* Exercise directions: Arrange every line of these items as a Markdown table with two columns, Row and Line. Number the rows in order and leave out blank lines.

* Records supplied:
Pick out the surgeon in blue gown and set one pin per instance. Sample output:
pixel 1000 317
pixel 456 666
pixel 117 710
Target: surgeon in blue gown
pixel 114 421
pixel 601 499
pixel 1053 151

* Task answer:
| Row | Line |
|---|---|
| 1 | Pick out the surgeon in blue gown and set one pin per instance. Sample output: |
| 2 | pixel 1000 317 |
| 3 | pixel 456 666 |
| 4 | pixel 117 710 |
| 5 | Target: surgeon in blue gown |
| 6 | pixel 114 421 |
| 7 | pixel 601 499 |
| 8 | pixel 1053 151 |